**Excerpted text**.
* * * *

Staffing levels and support coverage, part 3

                August 28, 2023

            Staffing levels and support coverage, part 3

                What's a 7x math error among friends?

            Photo by Rob Curran on Unsplash
Last week we talked about a way to achieve 24/7 support coverage on a budget, through a combination of careful staffing and leveraging outside assistance in the form of contractors. But that’s not going to be enough forever, at least not if your customer base keeps growing globally. Eventually you’re going to need to consider a true 24/7 support organization.
24/7
Maybe your customer base is large enough, or your product is critical enough, that the contractor/escalation process described above just isn’t going to cut it. You need to have a fully trained engineer standing by at all times to handle issues, whether they’re coming in at 9AM on a Monday or 2AM on a Saturday. You need a full follow-the-sun support coverage model, but that is far easier said than done.
Let’s start off by looking at those eye-popping numbers I mentioned a few weeks ago. 
First, a disclaimer: I can’t believe nobody called me out on this, but I completely flubbed the calculation. 24 x 7 x 365 isn’t right, of course. It’s 24 hours per day, 365 days per year. Sorry about that!
There are 8,760 hours in a year, and a 40-hour workweek gives you 2,080 hours per year per engineer. Even before we take into account time off, we’re looking at 4.2 full time employees to cover those 8,760 hours. Adding in time off adds more than 13% to your staffing needs, by my very rough calculation:
4 weeks vacation = 160 hours
5 days sick time = 40 hours
10 holidays = 80 hours
280 hours time off / 2080 hours total = ~13.5%
4.2 * 113.5% = 4.8
So that 4.2 people has already become 4.8 to account for time off. Of course you can lower that number by expecting more than 40 hours/week of work, but that will run you headlong into burnout sooner rather than later.

* * * *

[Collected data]
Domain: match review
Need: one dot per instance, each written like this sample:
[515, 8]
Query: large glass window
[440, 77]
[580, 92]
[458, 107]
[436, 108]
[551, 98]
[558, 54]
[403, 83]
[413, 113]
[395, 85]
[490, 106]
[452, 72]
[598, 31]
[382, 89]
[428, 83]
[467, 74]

* * * *

**Exercise directions**. Reproduce the stretch of the staffing article from "First, a disclaimer: I" through "rather than later.". The listing above is separate material and is not part of the staffing article.

**Task response**.
First, a disclaimer: I can’t believe nobody called me out on this, but I completely flubbed the calculation. 24 x 7 x 365 isn’t right, of course. It’s 24 hours per day, 365 days per year. Sorry about that!
There are 8,760 hours in a year, and a 40-hour workweek gives you 2,080 hours per year per engineer. Even before we take into account time off, we’re looking at 4.2 full time employees to cover those 8,760 hours. Adding in time off adds more than 13% to your staffing needs, by my very rough calculation:
4 weeks vacation = 160 hours
5 days sick time = 40 hours
10 holidays = 80 hours
280 hours time off / 2080 hours total = ~13.5%
4.2 * 113.5% = 4.8
So that 4.2 people has already become 4.8 to account for time off. Of course you can lower that number by expecting more than 40 hours/week of work, but that will run you headlong into burnout sooner rather than later.